AIM OF THE TASK:
Return every one of the records below word for word, leaving out the pictures.

╔══

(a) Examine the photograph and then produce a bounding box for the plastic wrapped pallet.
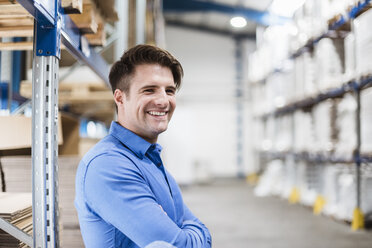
[293,111,315,152]
[281,156,297,199]
[274,115,293,151]
[314,38,345,91]
[309,100,333,152]
[344,33,356,81]
[360,88,372,154]
[295,52,318,99]
[320,164,342,216]
[254,160,283,197]
[335,94,358,157]
[354,9,372,76]
[1,156,83,248]
[322,164,372,221]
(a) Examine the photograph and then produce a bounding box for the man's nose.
[155,91,168,107]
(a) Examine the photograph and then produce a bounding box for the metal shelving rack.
[254,0,372,230]
[0,0,109,248]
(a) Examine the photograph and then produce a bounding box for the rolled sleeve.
[84,154,210,248]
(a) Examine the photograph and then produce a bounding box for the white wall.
[159,27,254,183]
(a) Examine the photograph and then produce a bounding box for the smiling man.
[75,45,211,248]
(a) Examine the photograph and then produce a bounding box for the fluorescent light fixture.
[268,0,305,17]
[230,16,247,28]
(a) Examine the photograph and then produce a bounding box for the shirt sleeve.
[84,155,210,248]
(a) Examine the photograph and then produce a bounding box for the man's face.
[121,64,176,143]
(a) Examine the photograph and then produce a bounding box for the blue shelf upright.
[0,0,109,248]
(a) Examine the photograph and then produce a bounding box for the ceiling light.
[230,16,247,28]
[269,0,305,17]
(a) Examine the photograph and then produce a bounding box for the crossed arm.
[84,156,211,248]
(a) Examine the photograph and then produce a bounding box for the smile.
[148,111,168,116]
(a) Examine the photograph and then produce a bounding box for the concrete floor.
[182,180,372,248]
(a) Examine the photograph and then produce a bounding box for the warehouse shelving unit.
[250,0,372,230]
[0,0,109,248]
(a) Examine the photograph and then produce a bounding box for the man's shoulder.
[81,135,142,168]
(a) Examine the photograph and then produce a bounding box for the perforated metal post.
[235,37,244,177]
[32,4,60,248]
[32,52,59,248]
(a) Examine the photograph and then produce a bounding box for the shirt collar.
[110,121,162,159]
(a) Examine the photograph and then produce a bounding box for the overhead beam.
[166,20,256,40]
[163,0,290,26]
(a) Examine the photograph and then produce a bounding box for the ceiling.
[163,0,282,39]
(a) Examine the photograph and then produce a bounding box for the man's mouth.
[148,111,168,116]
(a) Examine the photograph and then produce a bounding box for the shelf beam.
[18,0,110,86]
[0,218,33,247]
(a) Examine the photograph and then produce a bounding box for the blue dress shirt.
[75,122,211,248]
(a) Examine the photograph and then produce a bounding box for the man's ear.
[114,89,125,106]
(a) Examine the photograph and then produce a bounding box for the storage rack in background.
[253,0,372,230]
[0,0,109,248]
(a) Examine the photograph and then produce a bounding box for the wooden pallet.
[20,82,115,124]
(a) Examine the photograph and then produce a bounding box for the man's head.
[110,45,183,143]
[109,45,183,95]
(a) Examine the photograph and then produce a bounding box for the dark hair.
[109,45,183,94]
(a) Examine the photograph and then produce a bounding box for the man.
[75,45,211,248]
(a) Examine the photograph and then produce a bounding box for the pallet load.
[0,192,32,248]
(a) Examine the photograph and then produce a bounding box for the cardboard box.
[0,114,80,156]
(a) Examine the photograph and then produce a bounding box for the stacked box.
[360,88,372,154]
[1,156,83,248]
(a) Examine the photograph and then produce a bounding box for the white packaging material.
[327,0,354,19]
[322,164,372,221]
[354,9,372,76]
[295,52,318,99]
[251,83,268,116]
[320,164,341,216]
[302,53,318,97]
[310,100,333,152]
[334,172,356,221]
[262,117,278,151]
[335,94,357,158]
[254,160,283,197]
[280,156,297,199]
[344,33,355,81]
[293,110,315,152]
[314,38,344,91]
[274,115,293,151]
[360,88,372,153]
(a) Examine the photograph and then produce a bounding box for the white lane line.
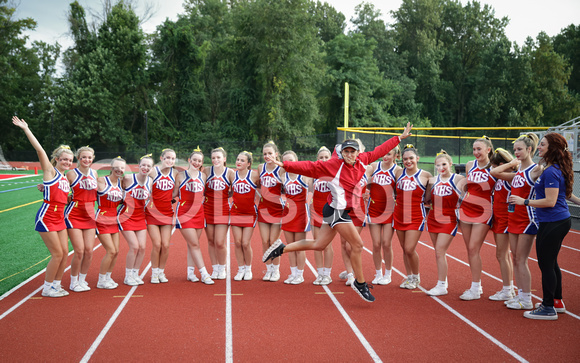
[81,262,151,363]
[226,226,234,363]
[363,247,527,362]
[306,259,382,362]
[483,241,580,277]
[0,242,101,301]
[416,241,580,320]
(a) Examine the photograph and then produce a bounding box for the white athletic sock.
[290,266,298,276]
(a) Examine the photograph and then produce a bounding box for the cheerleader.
[258,141,284,282]
[119,154,153,286]
[427,150,464,296]
[204,147,233,280]
[230,151,259,281]
[309,146,334,285]
[489,148,515,301]
[64,146,97,292]
[95,157,126,289]
[12,116,74,297]
[492,132,543,310]
[145,149,176,284]
[367,145,401,285]
[393,144,433,290]
[459,136,496,300]
[173,147,214,285]
[282,150,310,285]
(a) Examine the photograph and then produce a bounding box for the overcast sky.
[12,0,580,50]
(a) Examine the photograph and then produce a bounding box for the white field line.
[81,262,151,363]
[306,259,382,362]
[363,246,527,362]
[416,241,580,320]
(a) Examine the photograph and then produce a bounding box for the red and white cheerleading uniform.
[145,166,175,226]
[175,170,205,229]
[393,169,427,231]
[230,170,258,227]
[491,179,511,233]
[459,160,497,225]
[258,164,284,224]
[64,168,97,229]
[95,176,123,234]
[508,164,538,234]
[203,166,230,224]
[348,174,369,227]
[119,174,151,231]
[34,168,70,232]
[310,179,330,228]
[282,173,310,232]
[367,162,397,224]
[427,174,461,236]
[284,136,400,216]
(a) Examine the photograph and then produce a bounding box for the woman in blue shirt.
[509,133,578,320]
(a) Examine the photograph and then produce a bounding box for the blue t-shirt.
[534,165,570,222]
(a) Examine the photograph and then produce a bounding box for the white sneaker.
[158,272,169,283]
[262,271,272,281]
[79,280,91,291]
[244,270,254,281]
[133,273,145,285]
[320,275,332,286]
[459,289,481,301]
[284,274,296,284]
[507,299,534,310]
[41,286,66,297]
[427,286,447,296]
[97,280,117,290]
[312,274,324,285]
[290,275,304,285]
[234,269,246,281]
[346,273,354,286]
[489,290,515,301]
[217,269,228,280]
[123,276,139,286]
[70,282,89,292]
[378,275,391,285]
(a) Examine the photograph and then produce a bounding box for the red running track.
[0,229,580,362]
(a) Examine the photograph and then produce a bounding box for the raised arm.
[12,116,55,180]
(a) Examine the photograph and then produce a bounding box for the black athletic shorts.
[322,203,352,228]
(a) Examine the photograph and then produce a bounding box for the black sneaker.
[350,280,375,302]
[262,239,286,262]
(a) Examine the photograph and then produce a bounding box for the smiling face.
[473,141,491,163]
[514,141,532,160]
[160,151,177,168]
[139,158,153,175]
[341,147,360,165]
[538,137,550,158]
[111,160,126,178]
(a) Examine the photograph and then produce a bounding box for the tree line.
[0,0,580,161]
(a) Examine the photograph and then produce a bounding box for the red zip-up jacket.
[284,136,401,210]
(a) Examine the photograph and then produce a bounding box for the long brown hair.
[542,132,574,198]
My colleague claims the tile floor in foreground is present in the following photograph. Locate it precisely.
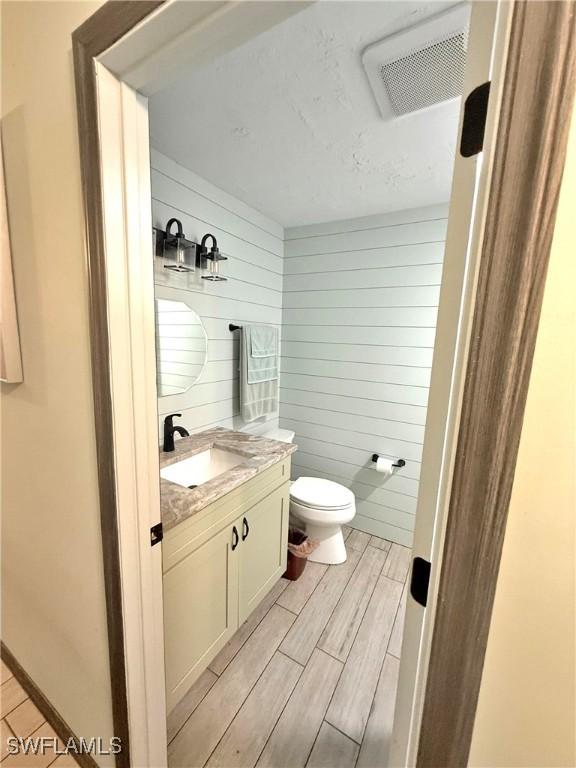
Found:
[168,529,411,768]
[0,661,78,768]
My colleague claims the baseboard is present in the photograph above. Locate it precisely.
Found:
[0,641,98,768]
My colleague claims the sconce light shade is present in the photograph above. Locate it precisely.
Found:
[163,219,198,272]
[200,233,228,282]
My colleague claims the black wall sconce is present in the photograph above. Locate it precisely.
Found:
[200,233,228,282]
[152,219,228,282]
[162,219,198,272]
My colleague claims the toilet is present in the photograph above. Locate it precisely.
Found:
[263,429,356,565]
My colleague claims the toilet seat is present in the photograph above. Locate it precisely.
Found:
[290,477,354,512]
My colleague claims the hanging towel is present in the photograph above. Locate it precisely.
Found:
[249,325,278,357]
[240,325,278,421]
[244,325,278,384]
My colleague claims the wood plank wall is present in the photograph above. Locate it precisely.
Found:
[151,150,284,432]
[280,205,448,545]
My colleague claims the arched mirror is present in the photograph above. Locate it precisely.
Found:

╚══

TASK OUTPUT:
(a) Examine the photograph and then produce a bounding box for the plastic wrapped pallet.
[293,111,315,152]
[281,156,297,199]
[274,115,293,151]
[314,38,345,91]
[309,100,333,152]
[344,33,356,81]
[360,88,372,154]
[295,52,318,99]
[320,164,342,216]
[254,160,283,197]
[335,94,358,157]
[354,9,372,76]
[1,156,83,248]
[322,164,372,221]
(a) Examine the photograph and then produce a bounding box for the man's nose.
[155,91,168,107]
(a) Examine the photograph and then produce a bounding box for the metal shelving rack.
[254,0,372,230]
[0,0,109,248]
(a) Examine the photograph and then produce a bounding box for the rolled sleeve.
[84,154,210,248]
(a) Examine the photograph and then produce a bounding box for the white wall.
[159,27,254,183]
(a) Examine the photograph and then produce a bounding box for the smiling man.
[75,45,211,248]
(a) Examine the photograph and then produce a bounding box for the fluorescent light fixture.
[268,0,305,17]
[230,16,247,28]
(a) Examine the photograph and then produce a bounding box for the shirt sleeve.
[84,155,210,248]
(a) Examine the photograph and then produce a bounding box for the man's face.
[121,64,176,143]
(a) Examine the photograph and then produce a bounding box for the blue shelf upright.
[0,0,109,248]
(a) Examine the photograph and then produce a bounding box for the ceiling light.
[230,16,247,28]
[269,0,305,17]
(a) Examine the photograph and then produce a bounding box for the crossed arm.
[84,156,211,248]
(a) Examine the photograph and then produce a bounding box for the smile.
[148,111,168,116]
(a) Examine the photograph and then produce a bounding box for the concrete floor.
[182,180,372,248]
(a) Examine the photograph and then produce a bounding box for the warehouse shelving unit.
[250,0,372,230]
[0,0,109,248]
(a) Examine the photograph and then produce a bounding box for the man's shoulder.
[81,135,142,168]
(a) Examine the photograph and then produce a bounding box for the perforated metal post.
[235,37,244,177]
[32,4,60,248]
[32,52,59,248]
(a) Examine the photograph and then produce a bounding box for the shirt collar.
[110,121,162,159]
(a) Examine the photograph and then produce a bounding box for the overhead beam.
[166,20,256,40]
[163,0,290,26]
(a) Examine the photograph and then produce a bounding box for the ceiling.
[163,0,282,39]
(a) Examine the photograph and then produce a bounding box for the man's mouth.
[148,111,168,116]
(a) Examine the photograph and then produce a bounding box for the shelf beam.
[18,0,110,86]
[0,218,33,247]
(a) Examine the photograph and then produce a bounding box for the blue dress shirt.
[75,122,211,248]
(a) Examine the photograph and then produce a bounding box for the man's ear.
[114,89,125,106]
(a) Examine the photograph and then produce a bounding box for the storage rack in background.
[253,0,372,230]
[0,0,109,248]
(a) Examine the photograph and then produce a bounding box for the wooden pallet.
[20,82,115,124]
(a) Examine the photograph and then produce a bounding box for the man's head.
[110,45,183,143]
[109,45,183,95]
(a) Examine the photograph and then produce a bounding box for the dark hair.
[109,45,183,94]
(a) Examine the photograph and then produce a bounding box for the man.
[75,45,211,248]
(a) Examine the photograph and then produce a bounding box for the pallet load.
[0,192,32,248]
(a) Examine the photograph and then produce a bounding box for the cardboard box.
[0,114,80,156]
(a) Examine the photograph and then produce a bounding box for the stacked box.
[360,88,372,154]
[1,156,83,248]
(a) Examine the photograph and then produce a bounding box for the white packaging material.
[327,0,354,19]
[322,164,372,221]
[354,9,372,76]
[295,52,318,99]
[251,83,268,116]
[320,164,341,216]
[302,53,318,97]
[310,100,333,152]
[334,172,356,221]
[262,117,278,151]
[335,94,357,158]
[254,160,283,197]
[280,156,297,199]
[344,33,355,81]
[293,110,315,152]
[314,38,344,91]
[274,115,293,151]
[360,88,372,153]
(a) Examine the photograph and then produce a bounding box for the white lane line.
[81,262,151,363]
[226,226,234,363]
[363,247,527,362]
[306,259,382,362]
[483,241,580,277]
[0,242,101,301]
[416,241,580,320]
(a) Examine the photograph and then produce a bounding box for the white athletic sock.
[290,266,298,276]
(a) Examine the photograph and then produce a bounding box for the cheerleader.
[258,141,284,282]
[119,154,153,286]
[427,150,464,296]
[204,147,233,280]
[230,151,259,281]
[309,146,334,285]
[489,148,515,301]
[64,146,97,292]
[95,157,126,289]
[12,116,74,297]
[492,132,543,310]
[145,149,176,284]
[367,145,401,285]
[393,144,433,290]
[459,136,496,300]
[173,147,214,285]
[282,150,310,285]
(a) Examine the photograph and then produce a bounding box for the overcast sky.
[12,0,580,50]
(a) Examine the photograph and then produce a bounding box for the white field line.
[81,262,151,363]
[306,259,382,362]
[363,246,527,362]
[416,241,580,320]
(a) Examine the photograph and then produce a bounding box for the red and white cheerleading uniform.
[145,166,175,226]
[175,170,205,229]
[393,169,427,231]
[230,170,258,227]
[491,179,511,233]
[459,160,497,225]
[258,164,284,224]
[64,168,97,229]
[95,176,123,234]
[508,164,538,234]
[203,166,230,224]
[348,174,369,227]
[119,174,151,231]
[34,168,70,232]
[310,179,330,228]
[282,173,310,232]
[367,162,397,224]
[427,174,461,236]
[284,136,400,216]
(a) Examine the photograph and then produce a bounding box for the woman in blue shirt.
[509,133,578,320]
(a) Examine the photograph and then produce a bounding box for the blue t-shirt.
[534,165,570,222]
(a) Examine the photograph and then produce a bounding box for the white sneaker.
[158,272,169,283]
[262,271,272,281]
[79,280,91,291]
[244,270,254,281]
[133,273,145,285]
[320,275,332,286]
[459,289,481,301]
[284,274,296,284]
[507,299,534,310]
[41,286,66,297]
[427,286,447,296]
[97,280,117,290]
[312,274,324,285]
[290,275,304,285]
[234,269,246,281]
[346,273,354,286]
[489,290,515,301]
[217,269,228,280]
[123,276,139,286]
[70,282,89,292]
[378,275,391,285]
(a) Examine the photograph and then produce a bounding box for the red running track.
[0,229,580,362]
(a) Examine the photograph and then produce a bounding box for the raised arm.
[12,116,55,180]
(a) Examine the photograph and then produce a bounding box for the black athletic shorts.
[322,203,352,228]
(a) Examine the photograph and then produce a bounding box for the black sneaker.
[350,280,375,302]
[262,239,286,262]
(a) Examine the photograph and then produce a bounding box for the smiling face.
[473,141,491,163]
[514,141,532,160]
[160,151,177,168]
[139,158,153,175]
[341,147,360,165]
[538,137,550,158]
[111,160,126,178]
(a) Examine the photograph and then produce a bounding box for the tree line.
[0,0,580,161]
(a) Examine the photograph and then produce a bounding box for the red zip-up jacket.
[284,136,401,210]
(a) Examine the photograph and then produce a bounding box for the long brown hair.
[542,132,574,198]
My colleague claims the tile floor in foreground is present in the following photograph. Locate it precisely.
Found:
[168,529,411,768]
[0,661,78,768]
My colleague claims the baseboard is present in the photograph above. Locate it precisely.
Found:
[0,641,98,768]
My colleague claims the sconce light shade is present in the photograph above. Locate it precisely.
Found:
[163,219,198,272]
[200,233,228,282]
My colleague claims the black wall sconce is present in the photograph above. Locate it precisely.
Found:
[200,233,228,282]
[152,219,228,282]
[162,219,198,272]
My colleague claims the toilet is present in the photograph above. Locate it precisely.
Found:
[263,429,356,565]
My colleague claims the toilet seat is present in the photograph above. Locate it precisely.
Found:
[290,477,354,512]
My colleague claims the hanging towel is present in the photograph above. Locate it precisely.
Found:
[249,325,278,357]
[240,325,278,421]
[244,325,278,384]
My colleague claims the wood plank wall is present in the photograph above. Locate it precisely.
Found:
[151,150,284,432]
[280,205,448,545]
My colleague claims the arched mirror is present in the photograph above. Locate it precisely.
Found:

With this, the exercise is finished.